Dan…hah!! Kamarnya luar biasa kecil! Begitu buka pintu, di sebelah kanan langsung ketemu ranjang double. Tapi, di kanan-kiri ranjang itu langsung ada tembok! Saya melirik ke belakang pintu, di situ ada kamar mandi. Tapi…sempitnya sama ajaibnya dengan kamar itu. Pancuran air untuk mandi berada tepat di atas kakus. Jadi, kalau mau mandi kita harus duduk di kakus itu….hehehe! 😀

Yaah, pantesan aja murah. Tapi di ruang begini mana bisa kami bergerak? Lagipula, mereka tidak menerima kartu kredit. Terpaksa saya bilang, “Kami mau lihat yang lain dulu. Kalau oke, nanti saya balik lagi ke sini.” Perempuan itu cuma memasang tampang lemas dan sedih. Hilang sudah persenan dari hasil menggaet tamu ke hostel murmer ini.

Saya langsung menyeret istri saya keluar, sebelum si Mbak tadi nangis….hehehe! 😀 Kami lalu naik lift ke lantai 12. Di bawah tadi, saya sempat mempelajari nama-nama hostel yang ada di gedung ini. Di lantai 12, ada yang namanya Cosmic Guesthouse. Beruntung, walau saat itu baru jam 11.00, resepsionisnya mau memberi kami kamar selama dua hari.

- _Data yang Disediakan_:
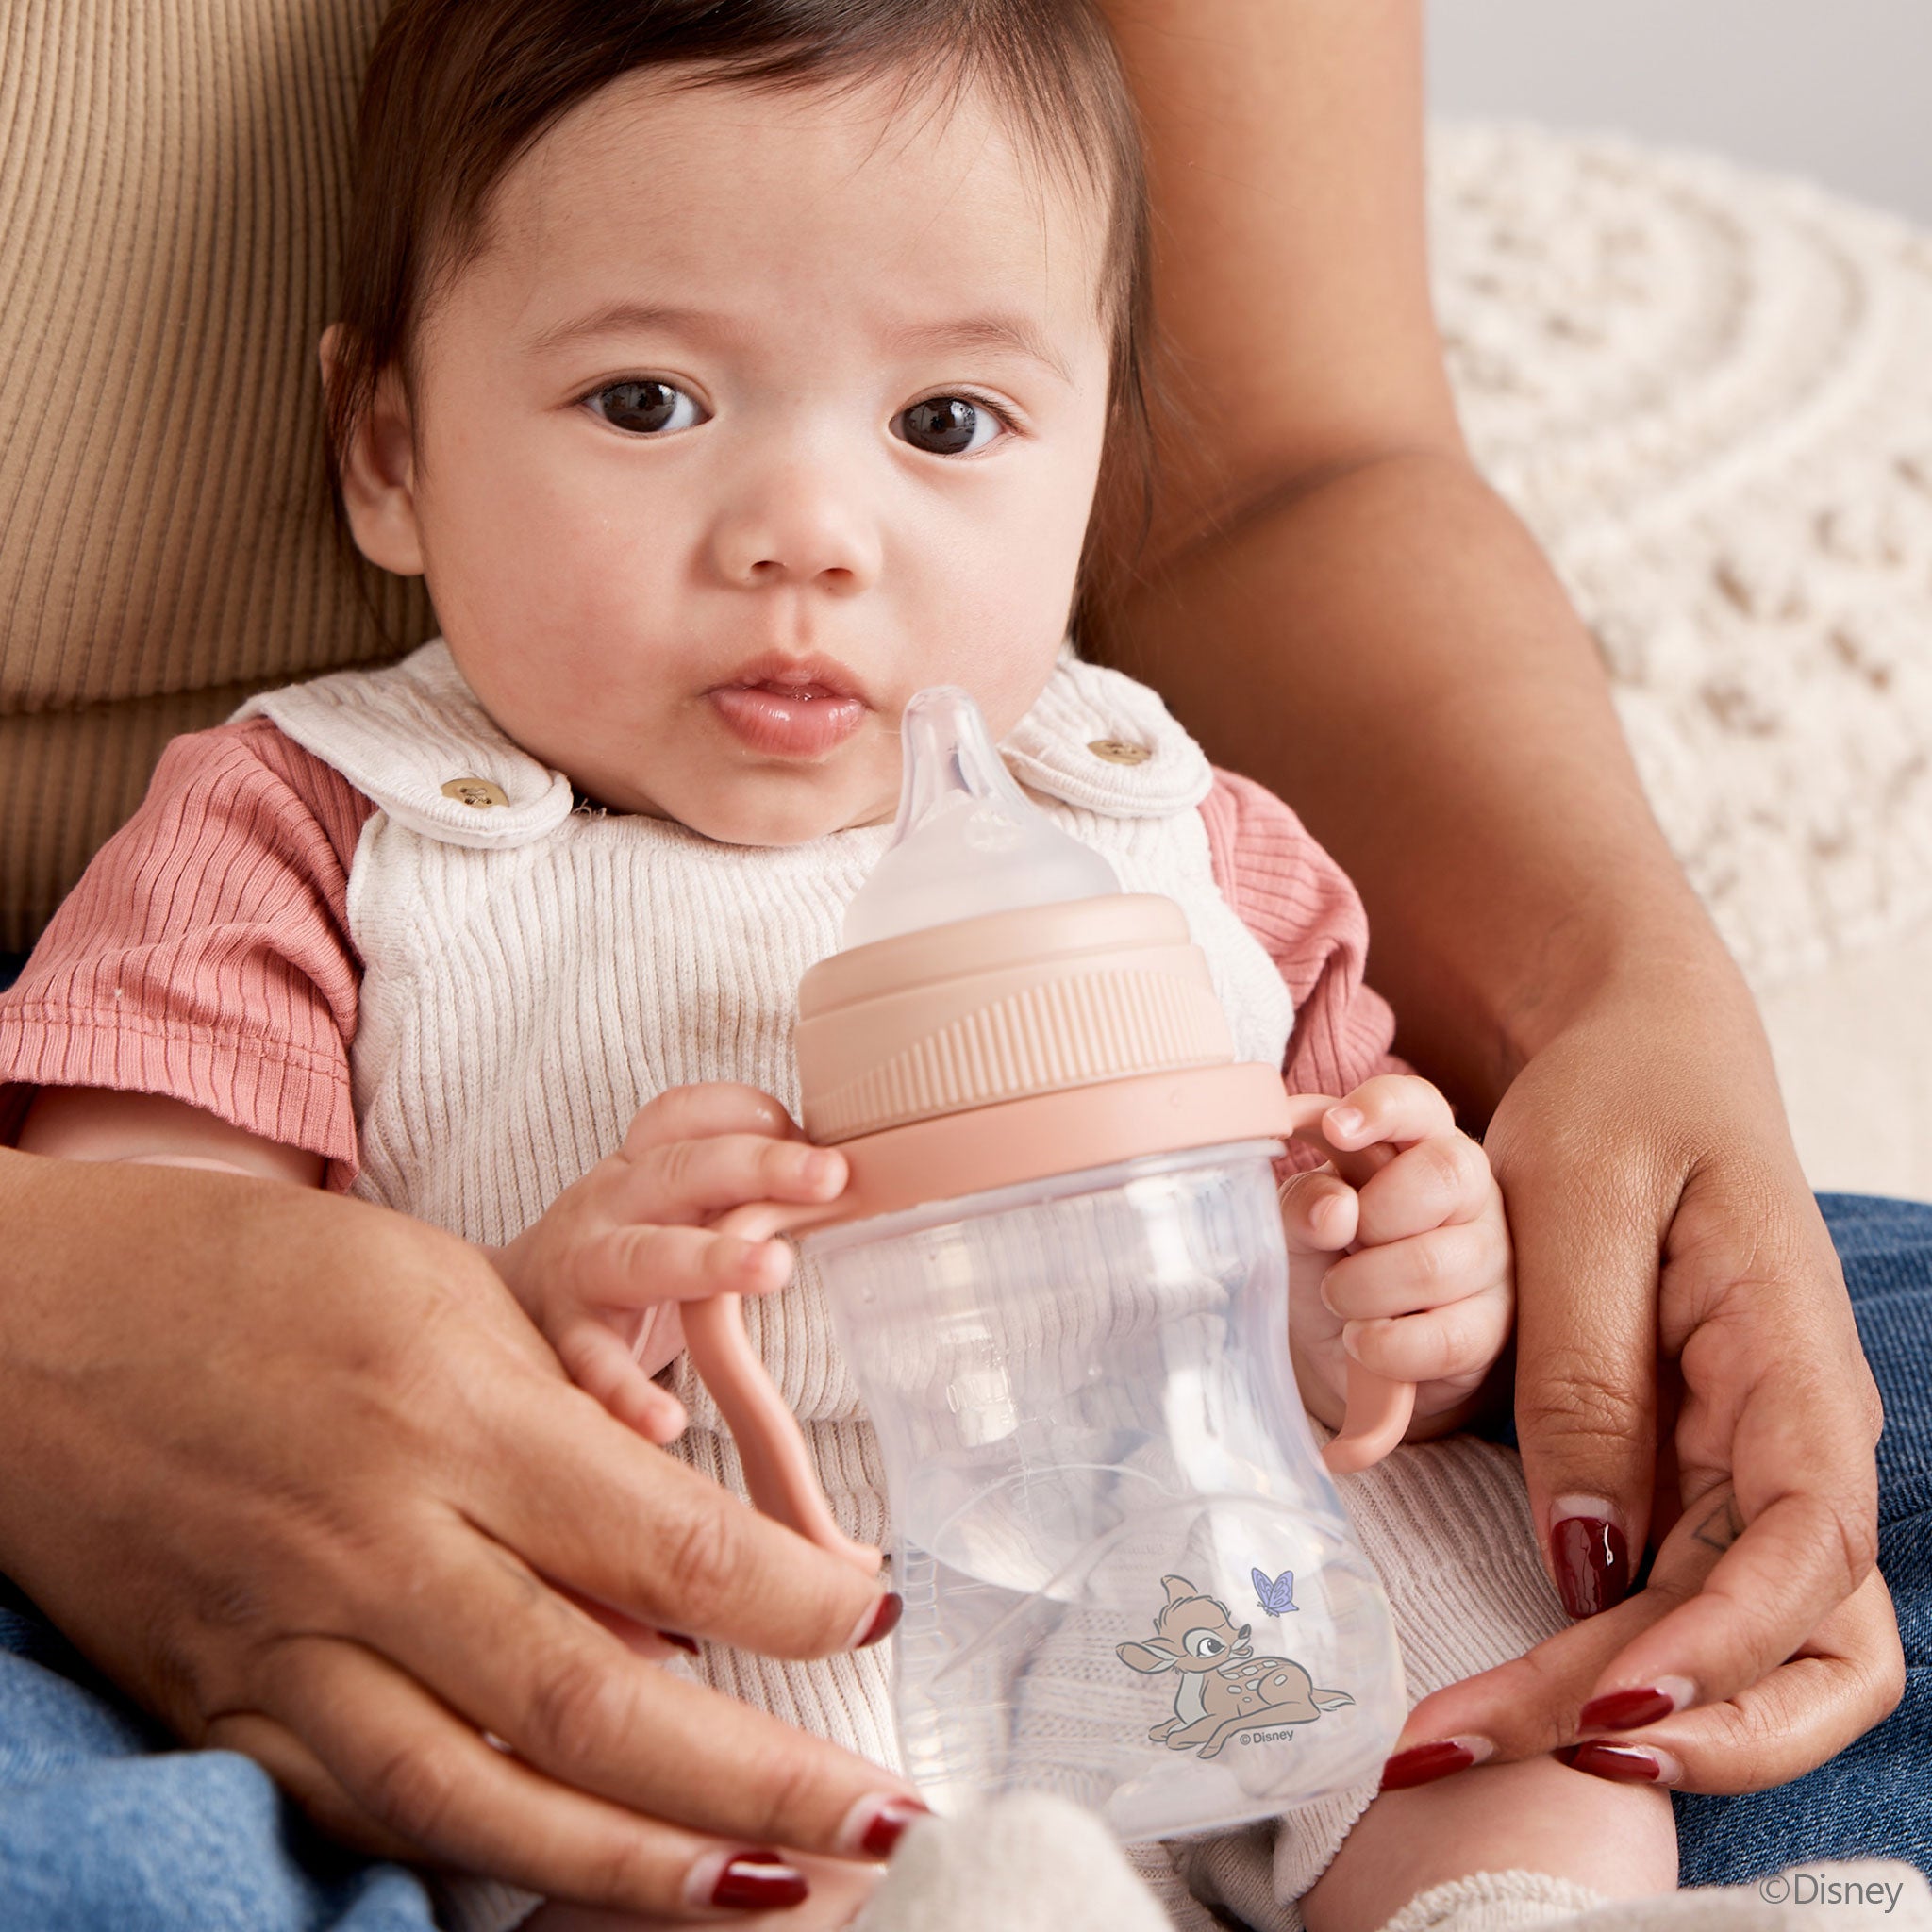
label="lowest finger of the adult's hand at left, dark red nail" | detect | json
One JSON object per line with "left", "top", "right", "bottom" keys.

- _Soal_: Alihkan kalimat "Lagipula, mereka tidak menerima kartu kredit." dari cuplikan dokumen tentang pencarian hostel murah ke dalam bahasa Inggris.

- _Jawaban Soal_: Besides, they didn't accept credit cards.